Transcribe each record exactly as it appears.

Items listed in a dataset:
################

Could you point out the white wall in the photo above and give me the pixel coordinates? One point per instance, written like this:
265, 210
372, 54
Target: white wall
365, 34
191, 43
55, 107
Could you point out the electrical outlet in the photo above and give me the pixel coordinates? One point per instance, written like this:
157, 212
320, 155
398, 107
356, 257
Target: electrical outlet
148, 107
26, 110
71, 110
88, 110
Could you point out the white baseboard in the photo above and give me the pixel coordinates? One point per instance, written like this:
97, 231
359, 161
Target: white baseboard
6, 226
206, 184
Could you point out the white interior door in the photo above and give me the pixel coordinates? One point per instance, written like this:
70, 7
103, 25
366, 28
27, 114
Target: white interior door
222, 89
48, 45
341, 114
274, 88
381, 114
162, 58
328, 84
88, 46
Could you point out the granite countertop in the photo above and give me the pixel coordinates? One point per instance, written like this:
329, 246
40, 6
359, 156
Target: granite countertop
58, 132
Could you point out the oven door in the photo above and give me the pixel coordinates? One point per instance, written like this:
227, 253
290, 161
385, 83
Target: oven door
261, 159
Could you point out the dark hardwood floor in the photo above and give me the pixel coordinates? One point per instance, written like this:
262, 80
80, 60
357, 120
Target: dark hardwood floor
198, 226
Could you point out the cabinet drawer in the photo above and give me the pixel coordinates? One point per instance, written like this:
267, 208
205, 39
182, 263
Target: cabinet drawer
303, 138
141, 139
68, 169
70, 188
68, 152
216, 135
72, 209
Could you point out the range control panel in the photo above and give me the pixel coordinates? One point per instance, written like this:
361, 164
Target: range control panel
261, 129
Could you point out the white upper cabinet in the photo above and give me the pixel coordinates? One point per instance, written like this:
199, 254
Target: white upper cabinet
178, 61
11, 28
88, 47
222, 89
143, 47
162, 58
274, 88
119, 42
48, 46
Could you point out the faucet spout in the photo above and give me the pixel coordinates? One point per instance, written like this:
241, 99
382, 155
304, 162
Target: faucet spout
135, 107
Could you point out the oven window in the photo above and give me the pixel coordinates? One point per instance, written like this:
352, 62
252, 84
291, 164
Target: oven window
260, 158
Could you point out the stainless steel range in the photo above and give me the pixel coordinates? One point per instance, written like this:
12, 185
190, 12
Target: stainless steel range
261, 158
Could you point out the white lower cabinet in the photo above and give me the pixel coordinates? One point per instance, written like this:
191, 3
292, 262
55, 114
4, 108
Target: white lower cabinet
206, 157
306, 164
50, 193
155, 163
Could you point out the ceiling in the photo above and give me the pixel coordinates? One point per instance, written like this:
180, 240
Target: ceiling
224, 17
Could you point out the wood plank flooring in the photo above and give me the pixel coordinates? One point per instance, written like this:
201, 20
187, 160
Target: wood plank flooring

################

Reply
Could you point out the white wall in the photo above and give me the pixel coordinates? One point per instance, written like this:
265, 210
372, 54
Target: white wall
365, 34
191, 43
55, 107
Could you point out the electrical outlet in the photo above and give me the pixel coordinates? One point per instance, written like this:
157, 212
320, 155
398, 107
356, 257
Target: electrical outlet
148, 107
26, 110
71, 110
88, 110
Could you point out the white baseboard in the photo above and give me the pixel coordinates? One point per instance, written like this:
97, 231
359, 161
Target: white baseboard
6, 226
206, 184
Could you point out the white interior door in the photo above and give me the pixel coordinates? One point per instance, written like this:
70, 7
103, 25
366, 28
27, 114
Target: white interior door
222, 89
48, 45
341, 114
274, 88
381, 114
162, 58
328, 84
88, 46
Could you point out the granite countertop in the photo above and give me the pixel coordinates? One point per instance, written like this:
329, 246
40, 6
359, 156
Target: granite countertop
58, 132
Could you point out the oven door in the photo above and give me the pixel coordinates? One point per instance, written like this:
227, 253
290, 161
385, 83
Target: oven door
261, 159
Could you point out the dark hardwood floor in the photo above and give me the pixel coordinates? One point per instance, written like this:
262, 80
80, 60
357, 120
Target: dark hardwood floor
198, 226
Could you point out the cabinet drawer in the photo above and give me the pixel coordinates? One point per instance, written like this:
267, 208
205, 39
182, 263
Target: cabinet drawer
303, 138
141, 139
68, 169
70, 188
68, 152
216, 135
72, 209
Could you point out the range control panel in the photo above and give me the pixel coordinates? One point per instance, written like this:
361, 164
Target: range control panel
261, 129
Could you point out the white upper cabinet in the photo above and give me the pixel coordinates? One point per instance, written like this:
199, 254
Target: white upper cabinet
178, 61
11, 28
88, 47
222, 89
143, 47
162, 58
274, 88
119, 42
48, 46
Could you point out the faucet spout in the photo above and give me the pixel coordinates? One point per instance, written like this:
241, 99
382, 155
304, 162
Target: faucet spout
135, 107
Could you point out the oven window in the photo above and give me the pixel coordinates? One point per instance, written like this:
352, 62
252, 84
291, 164
Target: oven window
260, 158
Could you point out the stainless steel range in the photo above and give me the pixel coordinates? One point per instance, written like this:
12, 185
190, 12
Target: stainless steel range
261, 158
Could you point out the white lower cabinet in the photo above and give me the pixel coordinates? One point per instance, written like this:
191, 3
292, 262
55, 114
4, 108
Target: white lower cabinet
206, 157
306, 164
50, 193
155, 163
Could you point out the ceiling in the photo above and give me the pixel coordinates? One point per instance, written like this:
180, 240
Target: ceiling
224, 17
Could you point out the wood plank flooring in the photo above and give me the pixel coordinates? One point per instance, written like this:
201, 20
187, 160
Target: wood plank flooring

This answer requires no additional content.